> **Texte fourni**
=-=-=-=-=

Même les ambulanciers ne peuvent plus rien faire
«Le Letten était comme un supermarché. On ne trouvait nulle part aussi facilement de la drogue que là-bas», raconte Heiner, 53 ans. Il fréquente l'univers de la drogue à Lucerne, à la Eisengasse, au cœur de la vieille ville. Mais Zurich était le paradis de la drogue: abondance, meilleure qualité, prix plus avantageux.
«J'ai eu peur quand je suis arrivé à Zurich. Il y avait tant de gens, tant de drogues, tant de misère», affirme Heiner, qui arrive pour la première fois dans la ville à 17 ans. Il allait chaque jour à Zurich pour se procurer ses trois doses quotidiennes de drogue: une consommée directement sur place, une pour le soir à la maison, et une dernière le matin avant de commencer le travail. «J'étais un enfant du Letten.»
Dans sa prise de parole, il évoque l'impétigo, une infection de la peau notamment provoquée par les injections, qui s'aggrave si l'on ne se lave pas et si l'on se gratte. Il s'attarde longuement sur les policiers qui encerclaient les toxicomanes, et des dealers qui les poignardaient par-derrière.
Il explique la fois où une balle en caoutchouc l'a atteint, et parle des personnes pour lesquels même les ambulanciers ne peuvent plus rien faire. Les décès dus à la drogue ont fait réfléchir Heiner, mais il fallait bien qu'il satisfasse sa dépendance, comme il le dit.
Des jeunesses bouleversées
Nina n'a pas supporté le divorce de ses parents. Stefan a cherché l'acceptation à la maison, en vain. Heiner a quant à lui grandi au sein d'une sorte de secte, l'association Saint-Michel, où il n'y avait «ni amour, ni perspective». Les adeptes croient à la fin du monde. Tous ces jeunes étaient en quête de stabilité, de réconfort. Et ce réconfort, c'est l'héroïne qui la leur a apporté, brièvement.

=-=-=-=-=

> **Données enregistrées**
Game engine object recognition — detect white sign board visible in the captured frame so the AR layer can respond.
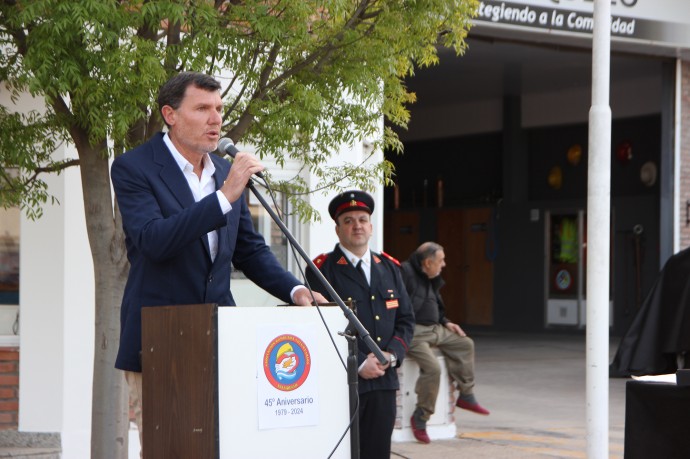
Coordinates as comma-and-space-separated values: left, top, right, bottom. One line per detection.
218, 306, 350, 459
474, 0, 690, 48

=-=-=-=-=

> **Consigne 1**
Recopiez, dans le texte sur le Letten, le passage allant de « Il explique la » jusqu'à « comme il le dit. ».
> **Consigne 2**
Indiquez, s'il vous plaît, à quel âge Heiner est arrivé pour la première fois à Zurich, selon le texte sur le Letten.
> **Consigne 3**
Traduisez en anglais la phrase suivante, tirée du texte sur le Letten : « Nina n'a pas supporté le divorce de ses parents. »
Le matériel fourni n'intervient pas ici.

> **Votre réponse 1**
Il explique la fois où une balle en caoutchouc l'a atteint, et parle des personnes pour lesquels même les ambulanciers ne peuvent plus rien faire. Les décès dus à la drogue ont fait réfléchir Heiner, mais il fallait bien qu'il satisfasse sa dépendance, comme il le dit.

> **Votre réponse 2**
À 17 ans.

> **Votre réponse 3**
Nina could not cope with her parents' divorce.